» Work instructions:
Which lines of the material below contain the word "positive"? Pick out each of them and copy it.

» Extracted information:

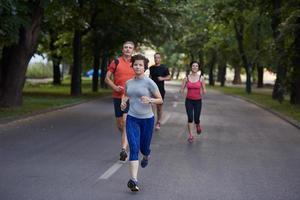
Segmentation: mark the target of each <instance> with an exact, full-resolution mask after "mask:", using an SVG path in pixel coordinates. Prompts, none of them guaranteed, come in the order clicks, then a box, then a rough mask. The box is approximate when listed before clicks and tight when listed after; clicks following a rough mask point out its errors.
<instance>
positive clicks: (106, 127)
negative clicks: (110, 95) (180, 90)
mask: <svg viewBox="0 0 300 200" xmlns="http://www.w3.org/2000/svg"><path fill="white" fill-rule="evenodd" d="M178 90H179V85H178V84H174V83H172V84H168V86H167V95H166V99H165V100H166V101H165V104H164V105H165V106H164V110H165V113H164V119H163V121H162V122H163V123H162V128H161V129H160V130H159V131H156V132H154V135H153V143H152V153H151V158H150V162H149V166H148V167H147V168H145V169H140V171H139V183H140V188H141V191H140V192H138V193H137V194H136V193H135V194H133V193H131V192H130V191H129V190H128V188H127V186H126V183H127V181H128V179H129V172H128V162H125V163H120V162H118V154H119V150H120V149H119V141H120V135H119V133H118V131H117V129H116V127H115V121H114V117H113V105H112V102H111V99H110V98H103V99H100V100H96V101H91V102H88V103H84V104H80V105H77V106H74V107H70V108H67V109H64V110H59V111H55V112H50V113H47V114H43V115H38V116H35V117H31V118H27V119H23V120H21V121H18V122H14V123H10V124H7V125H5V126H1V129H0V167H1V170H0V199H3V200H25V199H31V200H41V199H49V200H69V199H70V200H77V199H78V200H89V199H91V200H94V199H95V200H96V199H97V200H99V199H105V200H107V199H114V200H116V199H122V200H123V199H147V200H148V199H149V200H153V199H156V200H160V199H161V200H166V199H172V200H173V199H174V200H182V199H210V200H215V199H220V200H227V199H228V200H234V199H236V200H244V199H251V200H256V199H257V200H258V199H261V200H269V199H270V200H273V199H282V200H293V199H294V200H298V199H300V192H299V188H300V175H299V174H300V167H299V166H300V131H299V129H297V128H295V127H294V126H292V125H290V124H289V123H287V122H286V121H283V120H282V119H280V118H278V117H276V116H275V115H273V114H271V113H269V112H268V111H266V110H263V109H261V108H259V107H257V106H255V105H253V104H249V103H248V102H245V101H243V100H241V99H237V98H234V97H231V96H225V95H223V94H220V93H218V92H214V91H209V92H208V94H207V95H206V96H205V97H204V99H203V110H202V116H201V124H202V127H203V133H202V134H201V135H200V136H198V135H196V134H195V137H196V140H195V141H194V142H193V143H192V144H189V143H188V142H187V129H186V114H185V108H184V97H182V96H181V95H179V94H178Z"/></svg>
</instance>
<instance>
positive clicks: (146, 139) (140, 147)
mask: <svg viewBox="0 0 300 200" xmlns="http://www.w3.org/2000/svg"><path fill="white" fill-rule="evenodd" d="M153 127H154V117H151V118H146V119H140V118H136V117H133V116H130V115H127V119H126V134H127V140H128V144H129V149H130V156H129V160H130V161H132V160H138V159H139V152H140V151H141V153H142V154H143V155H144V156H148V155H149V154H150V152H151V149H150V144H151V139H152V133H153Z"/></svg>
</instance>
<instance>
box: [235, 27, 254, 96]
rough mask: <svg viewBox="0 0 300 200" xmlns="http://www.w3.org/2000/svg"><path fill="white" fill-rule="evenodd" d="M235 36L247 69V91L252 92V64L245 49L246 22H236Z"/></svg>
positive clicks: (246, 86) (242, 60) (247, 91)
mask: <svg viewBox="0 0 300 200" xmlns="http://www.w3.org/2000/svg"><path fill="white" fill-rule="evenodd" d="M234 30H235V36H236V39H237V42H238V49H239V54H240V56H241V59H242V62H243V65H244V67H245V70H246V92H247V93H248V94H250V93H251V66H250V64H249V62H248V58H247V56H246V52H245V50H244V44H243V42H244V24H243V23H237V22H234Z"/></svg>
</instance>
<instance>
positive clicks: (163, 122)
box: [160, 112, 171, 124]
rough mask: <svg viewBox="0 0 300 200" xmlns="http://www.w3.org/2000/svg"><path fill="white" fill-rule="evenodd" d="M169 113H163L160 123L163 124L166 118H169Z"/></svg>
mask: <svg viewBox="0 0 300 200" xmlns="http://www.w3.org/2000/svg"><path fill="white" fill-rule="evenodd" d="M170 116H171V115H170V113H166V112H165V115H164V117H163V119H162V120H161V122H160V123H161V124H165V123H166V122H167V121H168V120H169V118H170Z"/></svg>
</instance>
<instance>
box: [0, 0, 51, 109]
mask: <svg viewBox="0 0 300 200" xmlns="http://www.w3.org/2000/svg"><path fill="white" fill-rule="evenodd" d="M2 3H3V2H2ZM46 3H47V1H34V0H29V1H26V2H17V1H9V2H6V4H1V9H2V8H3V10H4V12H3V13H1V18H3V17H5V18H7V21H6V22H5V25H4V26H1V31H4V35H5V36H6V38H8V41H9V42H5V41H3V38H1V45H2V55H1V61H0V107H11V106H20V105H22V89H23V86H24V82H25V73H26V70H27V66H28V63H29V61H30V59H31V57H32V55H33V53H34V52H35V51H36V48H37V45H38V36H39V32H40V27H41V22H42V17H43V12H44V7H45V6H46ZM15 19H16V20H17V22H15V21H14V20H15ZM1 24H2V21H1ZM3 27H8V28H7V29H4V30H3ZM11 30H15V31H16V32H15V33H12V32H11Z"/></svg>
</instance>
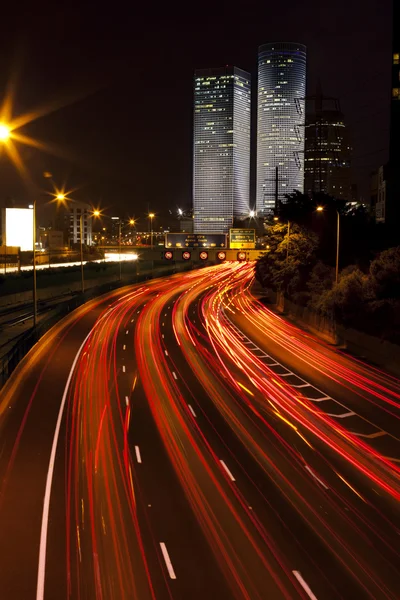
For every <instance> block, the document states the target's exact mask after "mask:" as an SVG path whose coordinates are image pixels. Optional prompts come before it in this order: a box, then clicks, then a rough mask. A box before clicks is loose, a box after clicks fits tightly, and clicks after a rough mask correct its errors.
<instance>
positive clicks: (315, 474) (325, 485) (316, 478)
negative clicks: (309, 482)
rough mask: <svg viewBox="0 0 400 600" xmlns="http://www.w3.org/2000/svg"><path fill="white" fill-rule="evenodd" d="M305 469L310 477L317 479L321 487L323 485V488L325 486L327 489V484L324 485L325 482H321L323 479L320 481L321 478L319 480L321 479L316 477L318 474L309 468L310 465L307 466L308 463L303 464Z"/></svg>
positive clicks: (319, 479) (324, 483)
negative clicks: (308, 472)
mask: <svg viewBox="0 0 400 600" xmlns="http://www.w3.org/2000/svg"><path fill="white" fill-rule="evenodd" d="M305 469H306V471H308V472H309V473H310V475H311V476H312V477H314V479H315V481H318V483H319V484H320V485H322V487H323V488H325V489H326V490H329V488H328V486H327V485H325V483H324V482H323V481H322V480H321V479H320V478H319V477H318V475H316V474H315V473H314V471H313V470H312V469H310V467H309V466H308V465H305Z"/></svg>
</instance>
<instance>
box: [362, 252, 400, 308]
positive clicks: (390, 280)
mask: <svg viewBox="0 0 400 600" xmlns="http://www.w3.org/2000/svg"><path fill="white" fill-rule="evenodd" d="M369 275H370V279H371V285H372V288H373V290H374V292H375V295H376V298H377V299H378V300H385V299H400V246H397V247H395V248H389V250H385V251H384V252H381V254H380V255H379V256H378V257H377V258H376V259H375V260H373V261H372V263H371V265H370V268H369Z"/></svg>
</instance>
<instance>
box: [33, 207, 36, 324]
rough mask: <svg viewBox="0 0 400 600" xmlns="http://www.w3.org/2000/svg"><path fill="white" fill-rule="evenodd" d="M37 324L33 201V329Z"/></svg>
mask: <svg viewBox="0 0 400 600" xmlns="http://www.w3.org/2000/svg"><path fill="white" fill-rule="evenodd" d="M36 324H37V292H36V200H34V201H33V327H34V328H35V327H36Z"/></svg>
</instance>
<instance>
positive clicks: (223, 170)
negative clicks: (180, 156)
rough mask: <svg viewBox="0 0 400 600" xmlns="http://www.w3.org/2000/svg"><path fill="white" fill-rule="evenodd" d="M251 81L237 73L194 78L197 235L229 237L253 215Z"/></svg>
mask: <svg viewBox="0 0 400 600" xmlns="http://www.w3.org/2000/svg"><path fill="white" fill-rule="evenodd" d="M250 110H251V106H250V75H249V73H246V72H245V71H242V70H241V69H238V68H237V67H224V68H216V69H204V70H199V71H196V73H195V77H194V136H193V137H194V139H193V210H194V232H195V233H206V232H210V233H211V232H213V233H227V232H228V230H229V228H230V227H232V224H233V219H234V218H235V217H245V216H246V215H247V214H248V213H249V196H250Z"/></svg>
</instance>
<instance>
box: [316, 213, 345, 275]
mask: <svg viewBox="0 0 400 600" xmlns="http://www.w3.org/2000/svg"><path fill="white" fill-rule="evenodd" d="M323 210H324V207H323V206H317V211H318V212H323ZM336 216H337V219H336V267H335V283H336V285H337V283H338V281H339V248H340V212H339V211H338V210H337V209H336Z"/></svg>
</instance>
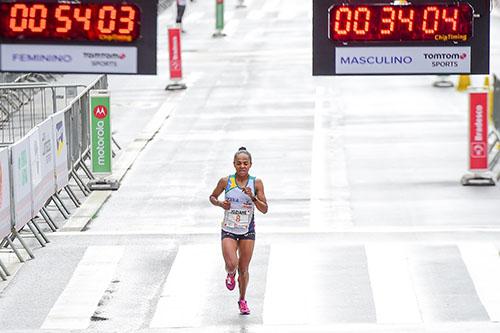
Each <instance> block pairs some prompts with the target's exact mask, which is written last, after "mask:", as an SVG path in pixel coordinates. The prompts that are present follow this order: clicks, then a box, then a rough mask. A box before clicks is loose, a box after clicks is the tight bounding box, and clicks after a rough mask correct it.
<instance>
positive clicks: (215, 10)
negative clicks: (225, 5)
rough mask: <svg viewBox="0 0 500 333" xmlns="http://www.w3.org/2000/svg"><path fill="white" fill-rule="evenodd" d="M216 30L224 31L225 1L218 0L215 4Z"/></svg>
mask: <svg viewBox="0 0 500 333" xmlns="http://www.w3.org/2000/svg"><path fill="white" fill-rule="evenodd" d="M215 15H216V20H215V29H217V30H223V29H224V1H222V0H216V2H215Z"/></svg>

» Result of this exercise:
positive clicks: (106, 127)
positive clicks: (146, 139) (140, 147)
positive clicks: (246, 86) (242, 60) (247, 91)
positive clicks: (163, 122)
positive clicks: (315, 474) (325, 485) (316, 478)
positive clicks: (319, 479) (324, 483)
positive clicks: (390, 280)
positive clicks: (223, 170)
positive clicks: (215, 10)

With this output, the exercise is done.